== Provided records

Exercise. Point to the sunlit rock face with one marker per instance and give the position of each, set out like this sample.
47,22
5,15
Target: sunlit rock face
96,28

====

* _Instructions to follow_
Return the material in its entirety, word for word.

* _Answer to the problem_
Exercise. Point to the sunlit rock face with one marker per instance and give the position of each, set out like this sample.
47,22
5,15
Target: sunlit rock face
96,28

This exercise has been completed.